## TEXT PROVIDED
General characteristics
- Class & type: Achelous-class repair ship
- Displacement: 2,220 long tons (2,256 t) light; 4,100 long tons (4,166 t) full;
- Length: 328 ft (100 m)
- Beam: 50 ft (15 m)
- Draft: 11 ft 2 in (3.40 m)
- Propulsion: 2 × General Motors 12-567 diesel engines, two shafts, twin rudders
- Speed: 12 knots (14 mph; 22 km/h)
- Complement: 253 officers and enlisted men
- Armament: 2 × quad 40 mm guns (Mark 51 director); 2 × twin 40 mm guns (Mark 51 director); 6 × twin 20 mm guns;

= USS Gordius =

Landing craft repair ship of the US Navy

USS Gordius (ARL-36) was one of 39 Achelous-class landing craft repair ships built for the United States Navy during World War II. Named for Gordius (in mythology, first king of Phrygia), she was the only U.S. Naval vessel to bear the name.

Originally planned as LST-1145, was redesignated ARL-36 and named Gordius 27 October 1944 while building at Chicago Bridge & Iron Works, Seneca, Illinois. She was launched 7 May 1945 and sponsored by Mrs. Helen H. Davis. Placed in reduced commission 18 May 1945, the ship steamed to Baltimore, Maryland where she decommissioned 11 June. She was then converted to a landing craft repair vessel at the Key Shipyard, Bethlehem Steel Company. Gordius was placed in full commission 14 September 1945 at Baltimore.

## SUPPLIED ENTRIES
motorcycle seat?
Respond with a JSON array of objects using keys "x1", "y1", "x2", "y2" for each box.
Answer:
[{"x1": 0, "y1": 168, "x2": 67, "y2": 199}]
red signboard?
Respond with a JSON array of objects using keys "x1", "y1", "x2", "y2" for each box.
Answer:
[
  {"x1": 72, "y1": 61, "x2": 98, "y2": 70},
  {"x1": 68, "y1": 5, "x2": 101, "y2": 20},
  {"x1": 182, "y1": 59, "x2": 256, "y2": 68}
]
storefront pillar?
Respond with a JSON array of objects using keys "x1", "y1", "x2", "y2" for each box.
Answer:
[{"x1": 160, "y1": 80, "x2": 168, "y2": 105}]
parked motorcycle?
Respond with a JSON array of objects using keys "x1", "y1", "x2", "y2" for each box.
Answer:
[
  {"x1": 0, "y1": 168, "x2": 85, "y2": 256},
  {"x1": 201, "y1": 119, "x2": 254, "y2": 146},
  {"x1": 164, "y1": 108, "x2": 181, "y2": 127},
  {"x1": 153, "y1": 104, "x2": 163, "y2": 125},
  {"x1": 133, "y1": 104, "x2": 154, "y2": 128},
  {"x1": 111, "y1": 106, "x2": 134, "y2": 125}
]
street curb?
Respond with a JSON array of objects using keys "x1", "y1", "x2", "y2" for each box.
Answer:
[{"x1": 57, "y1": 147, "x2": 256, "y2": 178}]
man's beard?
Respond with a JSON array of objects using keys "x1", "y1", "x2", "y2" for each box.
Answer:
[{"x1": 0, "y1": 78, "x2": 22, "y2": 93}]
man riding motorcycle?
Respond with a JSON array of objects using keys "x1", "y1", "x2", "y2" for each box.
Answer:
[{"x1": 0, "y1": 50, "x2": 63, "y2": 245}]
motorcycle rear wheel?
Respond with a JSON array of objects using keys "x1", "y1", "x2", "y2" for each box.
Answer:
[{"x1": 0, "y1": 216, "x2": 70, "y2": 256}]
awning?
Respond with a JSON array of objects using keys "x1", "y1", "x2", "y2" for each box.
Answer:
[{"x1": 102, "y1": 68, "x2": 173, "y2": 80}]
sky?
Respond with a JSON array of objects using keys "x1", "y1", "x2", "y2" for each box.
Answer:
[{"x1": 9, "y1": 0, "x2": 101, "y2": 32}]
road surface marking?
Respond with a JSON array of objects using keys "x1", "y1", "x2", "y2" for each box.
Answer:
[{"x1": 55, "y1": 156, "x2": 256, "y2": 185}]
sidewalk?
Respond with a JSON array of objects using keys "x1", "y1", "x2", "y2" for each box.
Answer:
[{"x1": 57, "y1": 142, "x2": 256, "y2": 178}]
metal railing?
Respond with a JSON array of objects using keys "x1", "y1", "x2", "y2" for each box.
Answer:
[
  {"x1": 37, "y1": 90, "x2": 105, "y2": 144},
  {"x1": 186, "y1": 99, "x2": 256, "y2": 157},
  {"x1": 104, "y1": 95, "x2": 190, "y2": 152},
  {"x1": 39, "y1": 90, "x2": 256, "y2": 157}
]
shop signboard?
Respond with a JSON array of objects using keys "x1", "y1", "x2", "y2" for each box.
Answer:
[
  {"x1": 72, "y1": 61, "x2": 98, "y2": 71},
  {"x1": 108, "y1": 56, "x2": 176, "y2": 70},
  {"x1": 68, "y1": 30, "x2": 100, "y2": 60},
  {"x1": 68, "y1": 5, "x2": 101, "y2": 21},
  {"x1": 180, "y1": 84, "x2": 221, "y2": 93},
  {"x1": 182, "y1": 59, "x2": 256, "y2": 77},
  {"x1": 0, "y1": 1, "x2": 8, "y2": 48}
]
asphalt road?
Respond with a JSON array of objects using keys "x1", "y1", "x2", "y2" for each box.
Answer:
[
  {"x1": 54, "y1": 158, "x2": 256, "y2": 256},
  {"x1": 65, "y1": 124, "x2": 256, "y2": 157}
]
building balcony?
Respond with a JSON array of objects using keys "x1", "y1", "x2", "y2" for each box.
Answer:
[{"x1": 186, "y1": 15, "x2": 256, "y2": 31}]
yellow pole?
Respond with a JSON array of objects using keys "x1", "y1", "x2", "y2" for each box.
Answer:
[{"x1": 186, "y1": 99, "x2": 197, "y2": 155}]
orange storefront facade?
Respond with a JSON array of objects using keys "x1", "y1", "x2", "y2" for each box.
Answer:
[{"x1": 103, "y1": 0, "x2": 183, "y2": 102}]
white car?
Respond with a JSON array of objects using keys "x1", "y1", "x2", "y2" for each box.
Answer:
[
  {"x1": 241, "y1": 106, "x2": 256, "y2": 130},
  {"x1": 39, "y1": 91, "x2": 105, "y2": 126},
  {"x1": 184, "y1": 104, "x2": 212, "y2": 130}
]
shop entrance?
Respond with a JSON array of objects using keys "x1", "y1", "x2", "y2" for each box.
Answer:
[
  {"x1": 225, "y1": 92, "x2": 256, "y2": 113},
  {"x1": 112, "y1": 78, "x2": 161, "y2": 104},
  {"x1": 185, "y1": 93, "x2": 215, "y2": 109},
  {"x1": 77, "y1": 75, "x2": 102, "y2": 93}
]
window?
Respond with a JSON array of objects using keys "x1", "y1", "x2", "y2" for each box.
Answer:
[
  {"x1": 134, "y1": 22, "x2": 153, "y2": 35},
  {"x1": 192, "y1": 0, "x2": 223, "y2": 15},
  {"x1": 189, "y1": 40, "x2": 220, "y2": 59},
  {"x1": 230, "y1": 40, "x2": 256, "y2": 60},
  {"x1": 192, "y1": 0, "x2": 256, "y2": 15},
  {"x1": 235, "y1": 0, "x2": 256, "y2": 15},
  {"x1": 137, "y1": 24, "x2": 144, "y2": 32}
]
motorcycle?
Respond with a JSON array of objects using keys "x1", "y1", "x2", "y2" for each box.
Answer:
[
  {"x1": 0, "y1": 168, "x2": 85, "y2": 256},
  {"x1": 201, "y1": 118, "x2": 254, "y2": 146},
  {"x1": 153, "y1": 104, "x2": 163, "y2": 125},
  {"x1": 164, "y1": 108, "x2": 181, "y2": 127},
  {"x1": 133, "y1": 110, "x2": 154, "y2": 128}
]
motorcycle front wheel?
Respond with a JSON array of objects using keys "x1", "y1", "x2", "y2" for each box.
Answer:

## TASK REQUIREMENTS
Retype the passage on USS Gordius word for word, starting with "Originally planned as" and going on through "1945 at Baltimore.".

## COMPLETED EXERCISE
Originally planned as LST-1145, was redesignated ARL-36 and named Gordius 27 October 1944 while building at Chicago Bridge & Iron Works, Seneca, Illinois. She was launched 7 May 1945 and sponsored by Mrs. Helen H. Davis. Placed in reduced commission 18 May 1945, the ship steamed to Baltimore, Maryland where she decommissioned 11 June. She was then converted to a landing craft repair vessel at the Key Shipyard, Bethlehem Steel Company. Gordius was placed in full commission 14 September 1945 at Baltimore.